*** GIVEN DATA Section Begins ***
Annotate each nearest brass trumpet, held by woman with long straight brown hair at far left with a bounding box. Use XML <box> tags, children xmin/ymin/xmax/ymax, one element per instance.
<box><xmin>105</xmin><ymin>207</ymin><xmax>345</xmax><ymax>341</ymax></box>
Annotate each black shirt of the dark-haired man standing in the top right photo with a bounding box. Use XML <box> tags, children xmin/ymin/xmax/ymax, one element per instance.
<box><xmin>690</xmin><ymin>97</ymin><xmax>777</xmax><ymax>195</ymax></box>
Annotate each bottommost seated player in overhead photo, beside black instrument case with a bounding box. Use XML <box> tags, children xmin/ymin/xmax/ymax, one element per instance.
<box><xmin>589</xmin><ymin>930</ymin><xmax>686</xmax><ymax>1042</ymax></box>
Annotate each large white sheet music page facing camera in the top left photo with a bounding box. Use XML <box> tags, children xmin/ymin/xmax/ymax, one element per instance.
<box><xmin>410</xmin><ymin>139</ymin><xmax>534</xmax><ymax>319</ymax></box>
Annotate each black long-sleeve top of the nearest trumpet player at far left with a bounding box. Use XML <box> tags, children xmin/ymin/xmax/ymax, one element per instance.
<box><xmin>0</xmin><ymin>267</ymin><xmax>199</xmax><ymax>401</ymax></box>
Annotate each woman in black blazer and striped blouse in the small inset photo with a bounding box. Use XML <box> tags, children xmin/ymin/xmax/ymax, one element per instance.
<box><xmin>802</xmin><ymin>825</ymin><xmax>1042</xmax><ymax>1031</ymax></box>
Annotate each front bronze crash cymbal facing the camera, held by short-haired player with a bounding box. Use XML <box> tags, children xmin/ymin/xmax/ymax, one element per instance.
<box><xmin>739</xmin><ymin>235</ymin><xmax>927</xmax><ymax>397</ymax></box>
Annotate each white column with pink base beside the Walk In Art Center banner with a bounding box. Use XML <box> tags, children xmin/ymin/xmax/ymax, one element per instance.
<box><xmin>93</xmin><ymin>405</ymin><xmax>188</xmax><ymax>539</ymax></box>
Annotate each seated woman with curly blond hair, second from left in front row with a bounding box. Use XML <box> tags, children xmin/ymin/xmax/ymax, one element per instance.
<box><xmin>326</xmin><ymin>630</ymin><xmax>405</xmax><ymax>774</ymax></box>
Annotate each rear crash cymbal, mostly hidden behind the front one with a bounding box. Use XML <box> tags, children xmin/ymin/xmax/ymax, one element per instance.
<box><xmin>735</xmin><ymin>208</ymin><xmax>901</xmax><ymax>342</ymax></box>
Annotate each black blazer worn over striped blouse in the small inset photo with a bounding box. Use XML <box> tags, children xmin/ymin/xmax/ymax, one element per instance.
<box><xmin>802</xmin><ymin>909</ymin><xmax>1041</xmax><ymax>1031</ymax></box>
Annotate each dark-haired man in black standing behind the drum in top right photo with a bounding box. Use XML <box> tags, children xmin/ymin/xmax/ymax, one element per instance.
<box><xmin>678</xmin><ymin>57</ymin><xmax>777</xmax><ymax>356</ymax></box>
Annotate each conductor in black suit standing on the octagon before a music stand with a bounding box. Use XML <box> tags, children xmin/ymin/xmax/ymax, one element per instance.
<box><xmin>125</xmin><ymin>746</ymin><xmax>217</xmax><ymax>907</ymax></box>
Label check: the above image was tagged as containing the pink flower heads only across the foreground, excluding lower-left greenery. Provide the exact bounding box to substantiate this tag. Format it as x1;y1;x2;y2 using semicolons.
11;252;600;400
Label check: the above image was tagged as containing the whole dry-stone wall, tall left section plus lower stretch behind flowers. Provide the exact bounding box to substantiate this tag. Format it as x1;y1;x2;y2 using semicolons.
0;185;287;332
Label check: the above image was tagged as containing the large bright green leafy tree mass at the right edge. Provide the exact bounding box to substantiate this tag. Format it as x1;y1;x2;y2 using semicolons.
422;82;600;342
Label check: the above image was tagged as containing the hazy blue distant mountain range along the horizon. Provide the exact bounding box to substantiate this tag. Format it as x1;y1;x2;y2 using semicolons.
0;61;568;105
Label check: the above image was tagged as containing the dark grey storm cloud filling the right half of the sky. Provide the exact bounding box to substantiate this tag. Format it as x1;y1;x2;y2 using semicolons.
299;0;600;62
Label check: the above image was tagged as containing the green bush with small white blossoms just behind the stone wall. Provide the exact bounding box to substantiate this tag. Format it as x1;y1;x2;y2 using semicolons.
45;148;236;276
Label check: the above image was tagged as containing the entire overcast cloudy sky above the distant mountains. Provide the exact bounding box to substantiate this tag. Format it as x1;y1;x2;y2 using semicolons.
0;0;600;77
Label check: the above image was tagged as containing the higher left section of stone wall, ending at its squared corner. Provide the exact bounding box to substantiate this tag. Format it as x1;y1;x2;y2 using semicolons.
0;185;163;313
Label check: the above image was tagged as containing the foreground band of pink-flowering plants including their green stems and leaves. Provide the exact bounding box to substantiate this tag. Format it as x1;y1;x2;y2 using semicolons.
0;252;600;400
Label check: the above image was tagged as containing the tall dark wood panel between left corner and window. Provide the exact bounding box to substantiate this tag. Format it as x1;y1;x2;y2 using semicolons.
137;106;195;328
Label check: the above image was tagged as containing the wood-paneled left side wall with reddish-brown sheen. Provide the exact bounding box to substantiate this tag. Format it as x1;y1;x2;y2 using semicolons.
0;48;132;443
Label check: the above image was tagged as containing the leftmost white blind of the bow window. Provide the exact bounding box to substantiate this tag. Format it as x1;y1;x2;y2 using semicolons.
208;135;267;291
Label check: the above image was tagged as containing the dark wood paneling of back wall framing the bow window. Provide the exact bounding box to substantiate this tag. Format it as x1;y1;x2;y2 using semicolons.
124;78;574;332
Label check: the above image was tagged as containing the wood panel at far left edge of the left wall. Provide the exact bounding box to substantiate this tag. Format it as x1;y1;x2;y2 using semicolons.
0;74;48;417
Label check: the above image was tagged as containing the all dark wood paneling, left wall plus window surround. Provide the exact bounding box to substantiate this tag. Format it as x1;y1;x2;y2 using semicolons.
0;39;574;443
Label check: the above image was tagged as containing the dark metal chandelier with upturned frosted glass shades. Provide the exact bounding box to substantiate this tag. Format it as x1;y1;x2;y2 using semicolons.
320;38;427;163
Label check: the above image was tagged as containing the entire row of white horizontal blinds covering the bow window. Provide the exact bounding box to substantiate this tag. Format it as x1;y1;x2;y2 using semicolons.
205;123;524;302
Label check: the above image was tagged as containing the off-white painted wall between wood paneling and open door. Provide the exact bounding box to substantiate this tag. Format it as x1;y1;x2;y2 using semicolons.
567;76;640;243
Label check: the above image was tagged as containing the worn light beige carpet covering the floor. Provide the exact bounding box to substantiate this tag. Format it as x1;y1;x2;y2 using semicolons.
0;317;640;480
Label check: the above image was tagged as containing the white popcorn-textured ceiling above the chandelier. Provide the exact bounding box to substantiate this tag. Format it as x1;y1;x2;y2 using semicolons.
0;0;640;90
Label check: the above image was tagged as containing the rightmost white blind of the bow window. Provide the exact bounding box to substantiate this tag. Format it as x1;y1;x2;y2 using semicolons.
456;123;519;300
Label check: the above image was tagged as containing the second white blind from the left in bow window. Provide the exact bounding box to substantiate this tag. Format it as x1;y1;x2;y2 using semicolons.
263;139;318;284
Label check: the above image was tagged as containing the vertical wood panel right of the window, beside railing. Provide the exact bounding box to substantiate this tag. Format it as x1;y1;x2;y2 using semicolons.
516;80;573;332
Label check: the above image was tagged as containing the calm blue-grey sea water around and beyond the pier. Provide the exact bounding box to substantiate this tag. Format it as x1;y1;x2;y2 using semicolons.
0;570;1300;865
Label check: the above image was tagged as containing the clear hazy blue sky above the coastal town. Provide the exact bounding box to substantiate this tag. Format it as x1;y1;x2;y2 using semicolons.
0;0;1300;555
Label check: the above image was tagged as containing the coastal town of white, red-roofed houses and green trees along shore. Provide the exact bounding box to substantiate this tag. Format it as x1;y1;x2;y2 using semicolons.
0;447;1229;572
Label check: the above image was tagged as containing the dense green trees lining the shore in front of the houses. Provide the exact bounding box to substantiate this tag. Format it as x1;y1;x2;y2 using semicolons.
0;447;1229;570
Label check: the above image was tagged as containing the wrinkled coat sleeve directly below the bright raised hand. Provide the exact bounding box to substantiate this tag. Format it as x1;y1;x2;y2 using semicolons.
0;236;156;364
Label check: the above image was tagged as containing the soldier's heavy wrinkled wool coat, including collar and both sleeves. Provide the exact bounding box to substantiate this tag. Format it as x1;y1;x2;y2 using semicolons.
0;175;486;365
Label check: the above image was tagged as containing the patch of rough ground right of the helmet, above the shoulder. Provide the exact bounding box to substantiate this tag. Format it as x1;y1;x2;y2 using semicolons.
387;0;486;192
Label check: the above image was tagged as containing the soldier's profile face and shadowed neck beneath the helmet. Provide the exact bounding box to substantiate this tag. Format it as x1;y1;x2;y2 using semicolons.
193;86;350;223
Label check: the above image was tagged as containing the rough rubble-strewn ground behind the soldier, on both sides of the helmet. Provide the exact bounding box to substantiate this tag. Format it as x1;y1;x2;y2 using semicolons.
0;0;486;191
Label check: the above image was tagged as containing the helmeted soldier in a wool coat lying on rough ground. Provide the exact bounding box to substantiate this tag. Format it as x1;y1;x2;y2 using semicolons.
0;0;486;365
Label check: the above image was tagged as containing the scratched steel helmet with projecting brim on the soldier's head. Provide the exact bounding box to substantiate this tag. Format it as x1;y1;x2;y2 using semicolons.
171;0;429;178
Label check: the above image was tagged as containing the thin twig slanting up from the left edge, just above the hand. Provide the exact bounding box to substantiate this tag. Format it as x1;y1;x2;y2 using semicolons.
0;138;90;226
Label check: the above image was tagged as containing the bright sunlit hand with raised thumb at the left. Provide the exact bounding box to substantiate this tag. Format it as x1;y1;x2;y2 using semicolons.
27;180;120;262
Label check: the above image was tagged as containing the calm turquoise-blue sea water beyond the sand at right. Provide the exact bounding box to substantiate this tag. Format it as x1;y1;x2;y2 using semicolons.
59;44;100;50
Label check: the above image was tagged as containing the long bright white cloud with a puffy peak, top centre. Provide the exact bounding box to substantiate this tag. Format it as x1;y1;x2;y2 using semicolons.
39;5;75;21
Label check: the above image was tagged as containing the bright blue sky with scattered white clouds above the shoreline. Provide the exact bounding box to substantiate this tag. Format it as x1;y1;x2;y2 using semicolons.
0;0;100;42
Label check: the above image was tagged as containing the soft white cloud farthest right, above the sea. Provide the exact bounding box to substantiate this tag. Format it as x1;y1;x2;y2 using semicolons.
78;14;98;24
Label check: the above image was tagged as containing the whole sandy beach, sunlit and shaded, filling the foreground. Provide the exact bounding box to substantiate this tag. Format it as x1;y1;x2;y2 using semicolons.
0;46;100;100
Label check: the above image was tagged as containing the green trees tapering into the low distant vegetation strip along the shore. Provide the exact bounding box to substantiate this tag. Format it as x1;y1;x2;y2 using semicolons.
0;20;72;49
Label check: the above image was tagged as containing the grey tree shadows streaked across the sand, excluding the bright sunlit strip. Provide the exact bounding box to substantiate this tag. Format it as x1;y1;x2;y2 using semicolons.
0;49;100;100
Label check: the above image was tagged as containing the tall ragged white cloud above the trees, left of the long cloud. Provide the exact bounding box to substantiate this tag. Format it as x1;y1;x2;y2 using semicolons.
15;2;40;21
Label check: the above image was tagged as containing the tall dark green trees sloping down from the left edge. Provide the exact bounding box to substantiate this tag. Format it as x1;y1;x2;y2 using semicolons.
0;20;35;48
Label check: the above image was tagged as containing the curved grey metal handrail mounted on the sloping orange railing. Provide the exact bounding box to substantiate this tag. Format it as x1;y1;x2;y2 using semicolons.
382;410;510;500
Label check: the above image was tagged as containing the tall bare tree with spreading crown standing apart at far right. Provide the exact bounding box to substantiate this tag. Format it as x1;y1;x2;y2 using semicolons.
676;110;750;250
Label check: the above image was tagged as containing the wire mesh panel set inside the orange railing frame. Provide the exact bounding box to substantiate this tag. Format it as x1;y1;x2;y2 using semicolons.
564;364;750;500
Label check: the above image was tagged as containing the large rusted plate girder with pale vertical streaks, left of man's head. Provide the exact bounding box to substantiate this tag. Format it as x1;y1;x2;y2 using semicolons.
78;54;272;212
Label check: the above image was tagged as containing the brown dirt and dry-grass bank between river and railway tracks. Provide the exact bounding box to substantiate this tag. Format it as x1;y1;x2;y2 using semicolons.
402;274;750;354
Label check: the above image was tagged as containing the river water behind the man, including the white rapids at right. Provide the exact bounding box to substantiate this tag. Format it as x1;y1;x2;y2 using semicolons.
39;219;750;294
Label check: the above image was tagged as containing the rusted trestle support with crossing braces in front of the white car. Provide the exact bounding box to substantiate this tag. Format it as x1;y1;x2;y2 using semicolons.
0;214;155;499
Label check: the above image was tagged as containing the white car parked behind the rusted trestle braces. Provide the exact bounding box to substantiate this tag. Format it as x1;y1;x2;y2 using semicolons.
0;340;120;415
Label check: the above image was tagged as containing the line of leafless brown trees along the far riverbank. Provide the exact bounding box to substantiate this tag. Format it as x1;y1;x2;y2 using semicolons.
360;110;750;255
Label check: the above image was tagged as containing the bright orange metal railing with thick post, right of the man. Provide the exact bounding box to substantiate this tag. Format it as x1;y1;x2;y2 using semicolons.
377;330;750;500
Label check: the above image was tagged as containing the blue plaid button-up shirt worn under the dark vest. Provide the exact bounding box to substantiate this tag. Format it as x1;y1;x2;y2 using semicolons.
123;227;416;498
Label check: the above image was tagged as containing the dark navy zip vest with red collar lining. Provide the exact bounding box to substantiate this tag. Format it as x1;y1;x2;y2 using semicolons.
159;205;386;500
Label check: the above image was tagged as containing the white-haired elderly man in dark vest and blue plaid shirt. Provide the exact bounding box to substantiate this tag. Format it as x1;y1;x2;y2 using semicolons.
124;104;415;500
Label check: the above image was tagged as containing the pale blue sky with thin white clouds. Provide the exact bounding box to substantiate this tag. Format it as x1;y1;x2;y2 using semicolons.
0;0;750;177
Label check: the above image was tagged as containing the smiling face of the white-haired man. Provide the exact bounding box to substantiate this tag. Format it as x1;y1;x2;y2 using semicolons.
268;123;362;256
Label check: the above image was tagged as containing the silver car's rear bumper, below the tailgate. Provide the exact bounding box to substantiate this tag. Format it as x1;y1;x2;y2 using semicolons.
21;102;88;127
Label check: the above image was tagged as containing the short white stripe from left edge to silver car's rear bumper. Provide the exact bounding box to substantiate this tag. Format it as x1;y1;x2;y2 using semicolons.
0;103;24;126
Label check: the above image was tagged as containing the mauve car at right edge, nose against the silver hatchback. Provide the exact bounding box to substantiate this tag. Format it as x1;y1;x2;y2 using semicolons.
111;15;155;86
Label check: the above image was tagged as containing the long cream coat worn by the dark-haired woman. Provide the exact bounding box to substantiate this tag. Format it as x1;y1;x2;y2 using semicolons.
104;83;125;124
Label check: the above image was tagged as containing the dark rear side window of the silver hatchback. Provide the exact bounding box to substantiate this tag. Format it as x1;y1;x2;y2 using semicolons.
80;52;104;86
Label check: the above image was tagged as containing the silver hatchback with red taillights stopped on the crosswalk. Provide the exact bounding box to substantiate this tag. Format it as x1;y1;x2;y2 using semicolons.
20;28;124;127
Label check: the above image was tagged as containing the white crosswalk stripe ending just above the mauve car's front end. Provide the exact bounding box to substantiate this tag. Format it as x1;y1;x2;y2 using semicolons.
*** GIVEN DATA Section Ends ***
* **EXERCISE DIRECTIONS**
The line with "silver hatchback with" through the last line of the data: write these out exactly, and no others.

* **TASK RESULT**
Label check: the above image was tagged as containing the silver hatchback with red taillights stopped on the crosswalk. Provide the exact bounding box to substantiate this tag. Format it as x1;y1;x2;y2 using semicolons.
20;28;124;127
Label check: the above image was tagged as containing the white crosswalk stripe ending just above the mauve car's front end. Provide the exact bounding box to substantiate this tag. Format it as x1;y1;x2;y2 using semicolons.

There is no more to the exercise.